__Task objective__.
The lines to retype are the one with "negative clicks: (605, 131) (605, 137)" and all that follow it to the end of the entries below; copy them exactly and nothing else.

__Input data__.
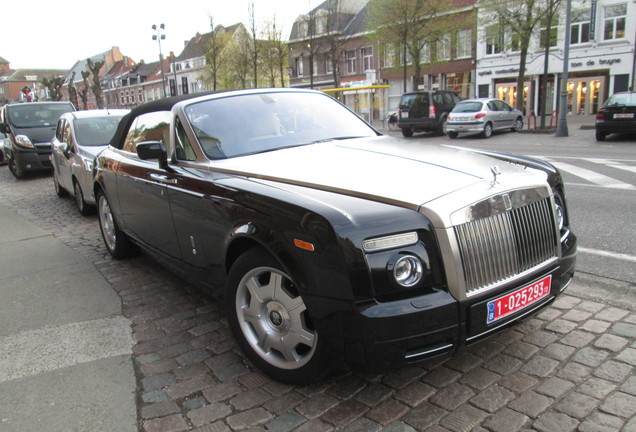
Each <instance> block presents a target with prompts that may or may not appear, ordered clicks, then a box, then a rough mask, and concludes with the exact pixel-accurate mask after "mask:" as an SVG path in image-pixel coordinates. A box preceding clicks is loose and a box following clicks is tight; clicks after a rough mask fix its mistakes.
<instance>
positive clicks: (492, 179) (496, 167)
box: [490, 165, 501, 187]
mask: <svg viewBox="0 0 636 432" xmlns="http://www.w3.org/2000/svg"><path fill="white" fill-rule="evenodd" d="M490 172H491V173H492V177H493V178H492V181H491V182H490V186H492V187H495V186H496V185H497V184H499V180H497V178H498V177H499V176H500V175H501V171H500V170H499V166H498V165H493V166H491V167H490Z"/></svg>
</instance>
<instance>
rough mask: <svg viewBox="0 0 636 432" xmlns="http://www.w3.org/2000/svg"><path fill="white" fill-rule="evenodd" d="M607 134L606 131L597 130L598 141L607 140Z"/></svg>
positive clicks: (596, 131)
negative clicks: (605, 131) (605, 137)
mask: <svg viewBox="0 0 636 432" xmlns="http://www.w3.org/2000/svg"><path fill="white" fill-rule="evenodd" d="M606 136H607V134H606V133H605V132H601V131H599V130H597V131H596V141H605V137H606Z"/></svg>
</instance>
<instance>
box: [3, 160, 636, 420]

__Answer area__.
negative clicks: (605, 131) (605, 137)
mask: <svg viewBox="0 0 636 432" xmlns="http://www.w3.org/2000/svg"><path fill="white" fill-rule="evenodd" d="M606 136H607V134H606V133H605V132H601V131H599V130H597V131H596V141H605V137H606Z"/></svg>
</instance>
<instance>
box: [3, 160, 636, 420]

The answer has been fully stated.